** START GIVEN TEXT **
A network based (as in accessed over a simple network protocol) database for storing numbers that change over time and graphing them.

Seems to have been started within a company as a series of experiments and then released as open source later on, at which point it took off. The rough shape of it's architecture is an inverted triangle with the db at the bottom whisper, a write server for receiving data and writing it incredibly quickly (the main challenge for this project) carbon-cache built on Twisted (opens new window), and a python server that reads the data and generates graphs on the fly, the "front end" UI. Carbon and the UI being the higher 2 points of the triangle.

The first part is moving the data from carbon-cache to whisper for storage. The data is very minimal with each data point only containing 3 space separated values:

  • The name of the data type, eg "products.snake-oil.salesPerMinute". This name also determines where the data is stored.
** END GIVEN TEXT **
Reproduce the passage of the text about the network-based graphing database verbatim, from "Seems to have" up to and including "data is stored.".
** START ROWS **
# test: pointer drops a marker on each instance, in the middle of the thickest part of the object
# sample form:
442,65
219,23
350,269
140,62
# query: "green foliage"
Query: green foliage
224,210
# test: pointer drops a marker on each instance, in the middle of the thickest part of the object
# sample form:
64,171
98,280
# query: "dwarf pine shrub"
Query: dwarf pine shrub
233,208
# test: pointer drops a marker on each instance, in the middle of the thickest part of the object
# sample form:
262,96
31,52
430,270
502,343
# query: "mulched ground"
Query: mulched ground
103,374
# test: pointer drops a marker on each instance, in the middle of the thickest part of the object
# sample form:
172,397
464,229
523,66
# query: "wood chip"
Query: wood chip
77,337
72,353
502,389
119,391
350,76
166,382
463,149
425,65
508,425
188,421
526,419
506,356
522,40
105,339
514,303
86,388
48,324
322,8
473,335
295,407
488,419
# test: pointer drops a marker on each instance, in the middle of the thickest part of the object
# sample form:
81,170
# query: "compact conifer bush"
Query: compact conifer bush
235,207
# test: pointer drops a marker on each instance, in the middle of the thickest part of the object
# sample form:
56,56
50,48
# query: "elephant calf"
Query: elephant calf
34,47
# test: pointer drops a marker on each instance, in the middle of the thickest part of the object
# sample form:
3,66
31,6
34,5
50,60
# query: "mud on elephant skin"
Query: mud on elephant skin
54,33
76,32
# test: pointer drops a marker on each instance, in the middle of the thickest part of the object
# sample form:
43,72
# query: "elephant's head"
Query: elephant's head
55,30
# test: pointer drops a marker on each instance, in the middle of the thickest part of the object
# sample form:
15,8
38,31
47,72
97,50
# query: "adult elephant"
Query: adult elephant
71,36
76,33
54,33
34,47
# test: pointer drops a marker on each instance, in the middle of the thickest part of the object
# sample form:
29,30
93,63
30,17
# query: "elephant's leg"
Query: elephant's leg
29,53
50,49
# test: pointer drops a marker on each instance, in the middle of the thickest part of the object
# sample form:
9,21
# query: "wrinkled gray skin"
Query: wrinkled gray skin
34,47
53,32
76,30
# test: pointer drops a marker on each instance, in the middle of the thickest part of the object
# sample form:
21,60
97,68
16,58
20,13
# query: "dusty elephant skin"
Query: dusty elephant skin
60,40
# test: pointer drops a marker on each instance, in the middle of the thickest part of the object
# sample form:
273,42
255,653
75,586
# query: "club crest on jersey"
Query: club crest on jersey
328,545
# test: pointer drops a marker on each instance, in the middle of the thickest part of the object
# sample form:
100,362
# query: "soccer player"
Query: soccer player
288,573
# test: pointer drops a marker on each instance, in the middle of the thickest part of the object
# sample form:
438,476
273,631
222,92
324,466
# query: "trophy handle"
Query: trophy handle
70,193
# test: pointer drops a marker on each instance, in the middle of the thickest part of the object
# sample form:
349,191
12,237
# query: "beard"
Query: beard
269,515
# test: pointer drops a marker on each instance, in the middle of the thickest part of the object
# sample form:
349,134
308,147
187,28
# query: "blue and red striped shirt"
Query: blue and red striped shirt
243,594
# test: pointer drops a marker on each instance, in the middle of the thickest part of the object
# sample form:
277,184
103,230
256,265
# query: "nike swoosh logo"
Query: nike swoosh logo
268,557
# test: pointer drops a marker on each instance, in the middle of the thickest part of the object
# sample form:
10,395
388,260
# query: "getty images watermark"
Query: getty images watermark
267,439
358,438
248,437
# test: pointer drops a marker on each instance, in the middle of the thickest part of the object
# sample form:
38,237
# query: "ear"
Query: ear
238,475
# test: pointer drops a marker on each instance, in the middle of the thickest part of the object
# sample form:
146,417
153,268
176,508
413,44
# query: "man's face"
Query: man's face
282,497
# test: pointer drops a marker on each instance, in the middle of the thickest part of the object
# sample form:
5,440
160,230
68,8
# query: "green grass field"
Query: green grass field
** END ROWS **
- [RESPONSE]
Seems to have been started within a company as a series of experiments and then released as open source later on, at which point it took off. The rough shape of it's architecture is an inverted triangle with the db at the bottom whisper, a write server for receiving data and writing it incredibly quickly (the main challenge for this project) carbon-cache built on Twisted (opens new window), and a python server that reads the data and generates graphs on the fly, the "front end" UI. Carbon and the UI being the higher 2 points of the triangle.

The first part is moving the data from carbon-cache to whisper for storage. The data is very minimal with each data point only containing 3 space separated values:

  • The name of the data type, eg "products.snake-oil.salesPerMinute". This name also determines where the data is stored.